__WHAT TO WORK ON__:
Leaving every image behind, reproduce the records word for word.

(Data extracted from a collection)
- - -

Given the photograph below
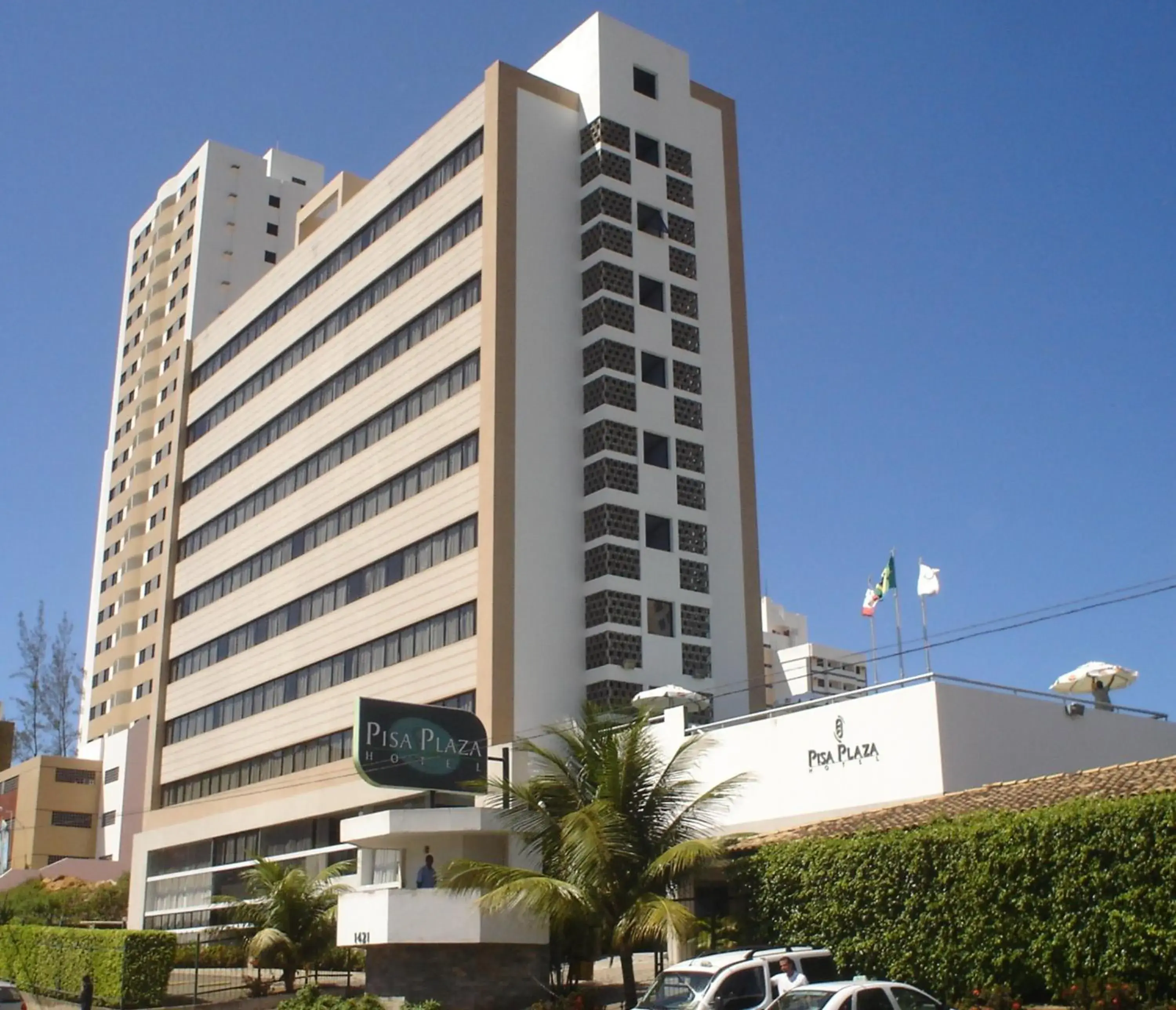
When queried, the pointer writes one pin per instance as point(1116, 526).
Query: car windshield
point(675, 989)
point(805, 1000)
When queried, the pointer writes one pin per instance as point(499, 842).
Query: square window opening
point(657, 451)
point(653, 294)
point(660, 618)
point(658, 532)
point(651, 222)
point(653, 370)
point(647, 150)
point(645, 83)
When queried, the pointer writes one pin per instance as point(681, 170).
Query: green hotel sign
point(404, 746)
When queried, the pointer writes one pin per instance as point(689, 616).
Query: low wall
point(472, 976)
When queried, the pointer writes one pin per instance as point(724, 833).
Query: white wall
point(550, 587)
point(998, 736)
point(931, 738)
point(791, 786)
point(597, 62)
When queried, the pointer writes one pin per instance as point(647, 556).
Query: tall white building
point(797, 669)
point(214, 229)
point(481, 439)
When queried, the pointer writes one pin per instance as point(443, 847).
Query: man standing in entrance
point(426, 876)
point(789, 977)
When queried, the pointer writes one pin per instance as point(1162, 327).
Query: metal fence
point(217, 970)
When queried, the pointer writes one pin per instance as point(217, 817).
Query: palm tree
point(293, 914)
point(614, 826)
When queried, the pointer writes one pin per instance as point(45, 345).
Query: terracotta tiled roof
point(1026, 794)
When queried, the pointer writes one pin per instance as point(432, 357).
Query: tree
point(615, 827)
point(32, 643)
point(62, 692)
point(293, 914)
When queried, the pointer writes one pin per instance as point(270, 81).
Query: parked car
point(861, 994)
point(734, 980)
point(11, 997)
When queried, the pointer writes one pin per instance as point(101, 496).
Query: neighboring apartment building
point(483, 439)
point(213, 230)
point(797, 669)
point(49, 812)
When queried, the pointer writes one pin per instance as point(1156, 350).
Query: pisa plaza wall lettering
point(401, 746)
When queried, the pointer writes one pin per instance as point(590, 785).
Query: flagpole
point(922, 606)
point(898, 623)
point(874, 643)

- - -

__WRITTEN ANSWER__:
Given the photograph below
When queried, the pointer writes one pin per instance as point(1116, 526).
Query: car windshield
point(675, 989)
point(805, 1000)
When queried, the pointer writes one pin per instance as point(499, 842).
Query: square window opening
point(657, 451)
point(653, 294)
point(660, 618)
point(658, 532)
point(651, 222)
point(653, 370)
point(647, 150)
point(645, 83)
When queried, the pointer writes one pin per instance as point(681, 170).
Query: green hotel sign
point(404, 746)
When queried, the pointer writes one pin per instance as point(689, 616).
Query: low wall
point(472, 976)
When queried, the pointer writes one pin per instance as point(724, 833).
Query: white wall
point(550, 587)
point(998, 736)
point(931, 738)
point(791, 786)
point(597, 62)
When queried, the pointer writes one pin per instance as point(647, 556).
Query: tall white building
point(797, 669)
point(214, 229)
point(481, 439)
When queried, the pointer writes one pin per instance as point(443, 847).
Query: man standing in entrance
point(426, 876)
point(789, 977)
When queried, the pointer writes one pin per instance as point(1162, 327).
Query: metal fence
point(217, 970)
When queried, the pointer writes one pin per instance as point(217, 817).
Query: palm tree
point(293, 914)
point(614, 826)
When queried, the pointer writes one pin per instance as point(45, 345).
Query: terracotta tiled roof
point(1026, 794)
When queried, the pointer writes one pin per instance as point(432, 357).
Query: tree
point(615, 827)
point(32, 643)
point(62, 692)
point(293, 914)
When queried, the pointer writes one pin per instance as point(270, 81).
Query: parked car
point(861, 994)
point(734, 980)
point(11, 997)
When queried, the pointer writes one pin per instance as point(101, 496).
Query: neighboring apartment building
point(483, 439)
point(213, 230)
point(797, 669)
point(49, 812)
When queried, the pointer writes one pin per instance as point(1156, 350).
Query: pisa plaza wall lettering
point(401, 746)
When queried, the pointer writes one pin per instance as point(590, 785).
Query: flagpole
point(922, 606)
point(898, 623)
point(874, 643)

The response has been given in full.